- SET PROBLEM
Copy verbatim the lines of the records below, starting at the line containing "locate the rippled" and ending at the line containing "[0,371,1200,898]".

- SUPPLIED RECORDS
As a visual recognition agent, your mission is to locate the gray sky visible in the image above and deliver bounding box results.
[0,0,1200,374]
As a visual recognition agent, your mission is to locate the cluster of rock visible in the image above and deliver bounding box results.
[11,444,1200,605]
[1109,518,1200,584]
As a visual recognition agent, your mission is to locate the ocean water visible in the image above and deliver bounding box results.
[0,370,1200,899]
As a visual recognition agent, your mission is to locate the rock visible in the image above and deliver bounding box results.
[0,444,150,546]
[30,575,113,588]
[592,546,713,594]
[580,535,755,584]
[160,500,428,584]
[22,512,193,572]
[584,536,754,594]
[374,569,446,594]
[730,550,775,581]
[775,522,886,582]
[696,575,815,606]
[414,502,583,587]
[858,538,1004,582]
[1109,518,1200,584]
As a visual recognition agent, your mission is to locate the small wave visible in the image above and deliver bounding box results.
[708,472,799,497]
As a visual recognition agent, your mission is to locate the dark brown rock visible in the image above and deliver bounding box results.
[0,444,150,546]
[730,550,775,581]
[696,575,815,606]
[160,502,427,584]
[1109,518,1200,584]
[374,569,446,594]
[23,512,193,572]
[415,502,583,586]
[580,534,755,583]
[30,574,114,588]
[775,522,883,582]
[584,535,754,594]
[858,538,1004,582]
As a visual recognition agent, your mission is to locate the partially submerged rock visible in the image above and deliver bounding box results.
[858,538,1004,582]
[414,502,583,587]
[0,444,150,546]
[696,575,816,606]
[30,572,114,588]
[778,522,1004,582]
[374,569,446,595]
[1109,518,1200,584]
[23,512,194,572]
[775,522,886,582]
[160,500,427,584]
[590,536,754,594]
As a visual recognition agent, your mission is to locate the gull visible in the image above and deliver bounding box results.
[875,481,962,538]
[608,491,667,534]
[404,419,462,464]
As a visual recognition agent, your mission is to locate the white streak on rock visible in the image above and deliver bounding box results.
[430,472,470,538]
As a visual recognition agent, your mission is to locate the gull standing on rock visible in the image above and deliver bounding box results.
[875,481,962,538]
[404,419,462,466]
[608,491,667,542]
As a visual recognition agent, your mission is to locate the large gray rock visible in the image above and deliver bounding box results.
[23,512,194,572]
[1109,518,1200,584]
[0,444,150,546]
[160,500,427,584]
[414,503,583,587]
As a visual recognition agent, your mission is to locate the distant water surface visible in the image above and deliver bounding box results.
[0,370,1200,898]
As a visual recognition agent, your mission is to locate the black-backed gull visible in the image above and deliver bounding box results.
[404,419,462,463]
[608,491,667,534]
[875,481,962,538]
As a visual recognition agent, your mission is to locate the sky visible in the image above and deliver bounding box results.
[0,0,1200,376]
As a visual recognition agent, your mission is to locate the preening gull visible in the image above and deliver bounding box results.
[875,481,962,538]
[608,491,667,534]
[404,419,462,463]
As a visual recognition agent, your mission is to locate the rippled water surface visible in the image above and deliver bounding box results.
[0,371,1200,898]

--

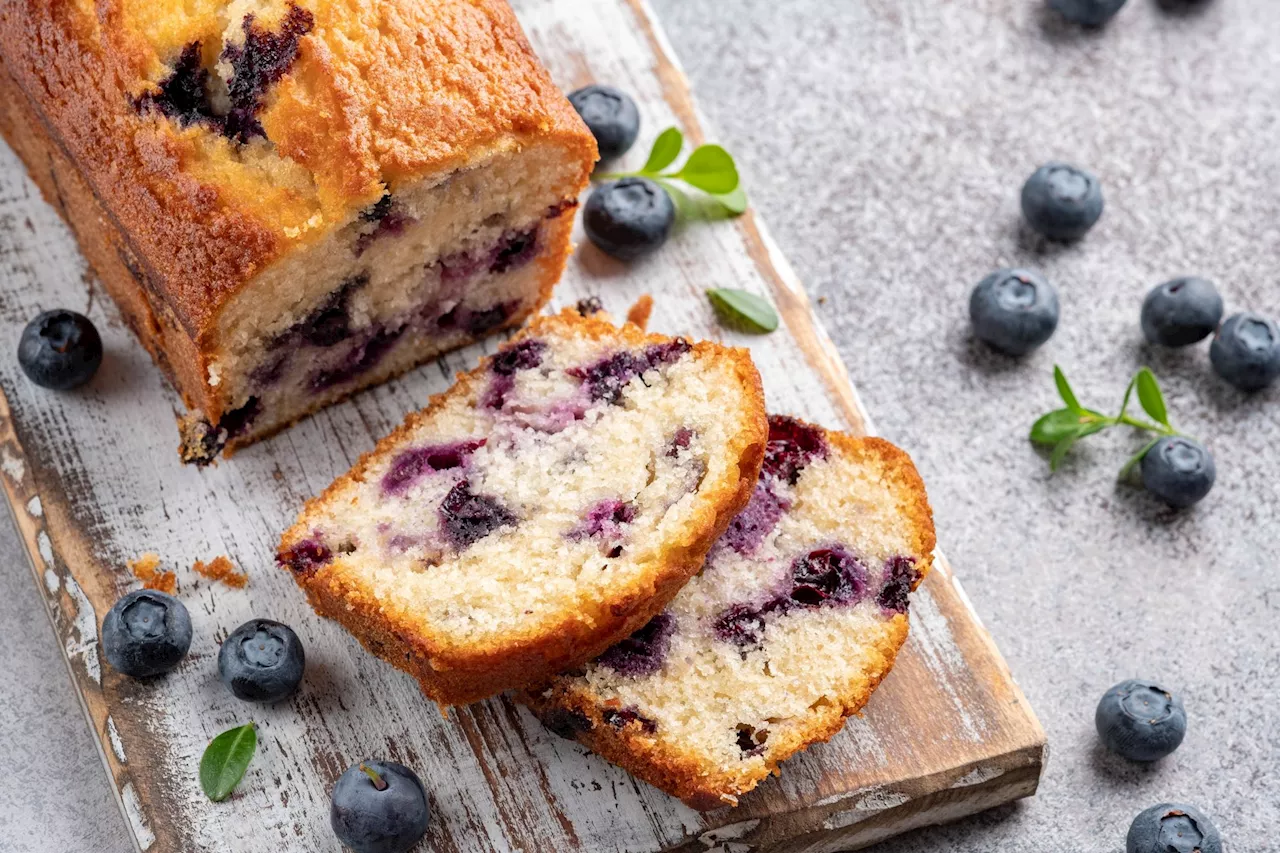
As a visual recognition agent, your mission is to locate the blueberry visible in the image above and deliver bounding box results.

- RESULT OF THIS EXERCISE
As a visual recognition agent, your mission is to locate the rippled water surface visible in the image above and deliver bounding box results.
[0,371,1200,898]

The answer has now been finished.